THE PROBLEM:
Locate each line in the rows below that contains the word "tire" and copy all of those lines.

(Region labeling records)
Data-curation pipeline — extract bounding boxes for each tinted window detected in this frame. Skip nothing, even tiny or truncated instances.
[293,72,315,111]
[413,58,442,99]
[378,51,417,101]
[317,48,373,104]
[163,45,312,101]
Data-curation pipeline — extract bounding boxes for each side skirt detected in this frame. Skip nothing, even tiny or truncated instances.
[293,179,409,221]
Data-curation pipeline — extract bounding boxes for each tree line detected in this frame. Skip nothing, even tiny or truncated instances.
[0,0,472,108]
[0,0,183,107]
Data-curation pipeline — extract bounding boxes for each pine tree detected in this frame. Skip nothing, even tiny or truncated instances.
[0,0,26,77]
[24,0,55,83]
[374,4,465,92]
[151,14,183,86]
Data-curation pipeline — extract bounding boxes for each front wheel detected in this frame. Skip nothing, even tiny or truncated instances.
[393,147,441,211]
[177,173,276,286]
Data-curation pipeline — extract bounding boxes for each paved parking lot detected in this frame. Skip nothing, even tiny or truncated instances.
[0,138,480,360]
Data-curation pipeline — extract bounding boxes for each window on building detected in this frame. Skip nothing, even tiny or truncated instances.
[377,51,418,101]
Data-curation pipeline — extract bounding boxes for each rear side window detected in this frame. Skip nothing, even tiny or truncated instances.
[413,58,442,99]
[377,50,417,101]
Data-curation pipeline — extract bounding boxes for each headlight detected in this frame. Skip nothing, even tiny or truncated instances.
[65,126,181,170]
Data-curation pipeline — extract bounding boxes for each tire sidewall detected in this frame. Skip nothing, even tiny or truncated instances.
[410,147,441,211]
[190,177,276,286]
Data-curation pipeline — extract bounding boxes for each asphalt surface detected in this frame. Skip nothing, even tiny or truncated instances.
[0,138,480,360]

* * *

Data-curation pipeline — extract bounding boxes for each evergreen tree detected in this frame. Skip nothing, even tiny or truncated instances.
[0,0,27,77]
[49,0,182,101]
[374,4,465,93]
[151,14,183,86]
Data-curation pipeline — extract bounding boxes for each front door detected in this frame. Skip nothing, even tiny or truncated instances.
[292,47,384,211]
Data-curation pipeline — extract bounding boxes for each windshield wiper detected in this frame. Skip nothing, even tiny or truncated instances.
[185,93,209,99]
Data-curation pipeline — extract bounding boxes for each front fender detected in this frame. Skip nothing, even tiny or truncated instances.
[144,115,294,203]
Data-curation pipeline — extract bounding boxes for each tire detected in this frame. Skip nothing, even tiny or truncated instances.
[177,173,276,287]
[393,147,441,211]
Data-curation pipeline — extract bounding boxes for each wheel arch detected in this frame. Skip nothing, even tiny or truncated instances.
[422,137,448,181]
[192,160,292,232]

--

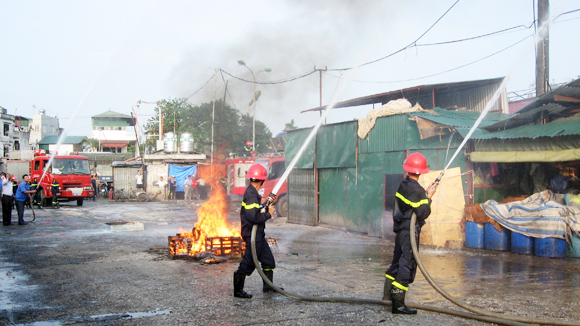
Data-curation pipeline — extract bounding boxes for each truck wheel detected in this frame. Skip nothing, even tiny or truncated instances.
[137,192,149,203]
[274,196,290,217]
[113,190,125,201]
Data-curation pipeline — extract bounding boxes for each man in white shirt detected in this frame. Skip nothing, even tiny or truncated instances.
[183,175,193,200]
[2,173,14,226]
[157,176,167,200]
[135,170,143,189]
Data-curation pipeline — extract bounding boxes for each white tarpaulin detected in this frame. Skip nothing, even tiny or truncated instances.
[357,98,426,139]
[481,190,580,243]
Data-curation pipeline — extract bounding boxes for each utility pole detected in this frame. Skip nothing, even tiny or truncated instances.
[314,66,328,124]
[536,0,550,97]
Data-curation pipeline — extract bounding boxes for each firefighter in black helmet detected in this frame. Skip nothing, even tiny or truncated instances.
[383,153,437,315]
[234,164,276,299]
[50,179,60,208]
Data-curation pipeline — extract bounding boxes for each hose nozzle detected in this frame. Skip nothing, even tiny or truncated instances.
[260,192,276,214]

TASK SOLUTION:
Data-curation pipeline — extract bounding boxes for each tire sidewall detected in this frame. Skip nothing, even tiny or truncated instances.
Data-curation pipeline — extract bounding boxes for each tire detected in this frame. Skip nothing, even tiny or truncated instances.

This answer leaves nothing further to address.